++++ Data records
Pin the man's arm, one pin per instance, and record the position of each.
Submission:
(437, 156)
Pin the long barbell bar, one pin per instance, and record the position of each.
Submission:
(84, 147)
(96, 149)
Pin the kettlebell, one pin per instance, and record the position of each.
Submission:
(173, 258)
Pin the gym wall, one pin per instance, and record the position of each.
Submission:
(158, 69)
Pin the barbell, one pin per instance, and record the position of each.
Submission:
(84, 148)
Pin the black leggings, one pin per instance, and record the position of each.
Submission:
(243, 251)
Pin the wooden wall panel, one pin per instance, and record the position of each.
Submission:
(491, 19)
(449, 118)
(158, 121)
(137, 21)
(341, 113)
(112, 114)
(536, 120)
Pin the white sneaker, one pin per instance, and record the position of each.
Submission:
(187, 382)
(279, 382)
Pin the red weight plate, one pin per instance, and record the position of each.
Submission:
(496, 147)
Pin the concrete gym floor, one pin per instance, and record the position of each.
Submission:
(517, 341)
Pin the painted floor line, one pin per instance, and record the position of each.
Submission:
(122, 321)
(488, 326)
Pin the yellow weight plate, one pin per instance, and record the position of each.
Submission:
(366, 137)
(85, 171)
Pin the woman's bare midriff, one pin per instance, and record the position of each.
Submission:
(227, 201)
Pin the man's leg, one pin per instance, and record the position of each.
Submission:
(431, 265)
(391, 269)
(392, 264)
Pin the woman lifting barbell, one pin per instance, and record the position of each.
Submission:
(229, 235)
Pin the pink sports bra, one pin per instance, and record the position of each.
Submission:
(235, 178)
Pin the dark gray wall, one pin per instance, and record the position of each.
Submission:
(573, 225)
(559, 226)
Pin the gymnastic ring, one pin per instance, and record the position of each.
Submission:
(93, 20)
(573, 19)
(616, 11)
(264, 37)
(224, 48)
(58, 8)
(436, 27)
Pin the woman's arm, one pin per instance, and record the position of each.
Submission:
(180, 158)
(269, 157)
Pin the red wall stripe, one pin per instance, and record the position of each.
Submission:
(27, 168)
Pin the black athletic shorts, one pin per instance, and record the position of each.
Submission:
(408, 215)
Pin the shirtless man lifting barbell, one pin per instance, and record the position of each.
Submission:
++++++++
## Task to carry out:
Set every entry down verbatim.

## Result of this task:
Pin the man's arm, one pin per instance, and record the position of each.
Submission:
(437, 156)
Pin the long barbell bar, one pin per instance, and record the position of each.
Submission:
(84, 147)
(96, 149)
Pin the kettlebell, one pin per instance, and record the position of each.
Submission:
(173, 258)
Pin the gym wall, one pin per instance, and record the position of each.
Submission:
(158, 69)
Pin the barbell, one pin per instance, and record the position of each.
Submission:
(84, 148)
Pin the black leggings, one pin per instance, and record the position of each.
Submission:
(243, 251)
Pin the wooden wall panel, one pin per instance, and record the position of each.
Submission:
(491, 19)
(449, 118)
(158, 121)
(137, 21)
(341, 113)
(112, 114)
(536, 120)
Pin the white sneaker, one pin per instance, and record the position of each.
Submission:
(187, 382)
(279, 382)
Pin the red weight plate, one pin per instance, and record the position of each.
Submission:
(496, 147)
Pin the concrete gym floor, one pin per instance, and record the position of each.
Submission:
(517, 341)
Pin the painted floor line, one pin per instance, and record the position of each.
Submission:
(122, 321)
(488, 326)
Pin the yellow weight plate, one pin per instance, and record the position of each.
Submission:
(366, 137)
(85, 171)
Pin the woman's bare midriff, one pin per instance, and record the position of each.
Submission:
(227, 201)
Pin the man's leg, one pin per instance, and record the position of each.
Submission:
(431, 265)
(391, 269)
(392, 264)
Pin the woman lifting barbell, one pin per instance, and record the position of each.
Submission:
(229, 235)
Pin the pink sports bra, one pin per instance, and record the position of each.
Submission:
(235, 178)
Pin the dark gray wall, one pin per instance, and record the position of each.
Submission:
(573, 225)
(559, 226)
Pin the gymnastic ring, one pin per instance, and record the position of each.
Submission:
(93, 20)
(573, 19)
(616, 11)
(264, 37)
(224, 48)
(58, 8)
(436, 27)
Pin the woman's arm, one pin per instance, and record the position of each.
Submission:
(180, 158)
(269, 157)
Pin the red wall stripe, one pin per instance, and record the position of each.
Submission:
(27, 168)
Pin the black athletic shorts, one pin per instance, and record the position of each.
Submission:
(408, 215)
Pin the shirtless man lifting barbell, one pin per instance, and record the position of each.
Submission:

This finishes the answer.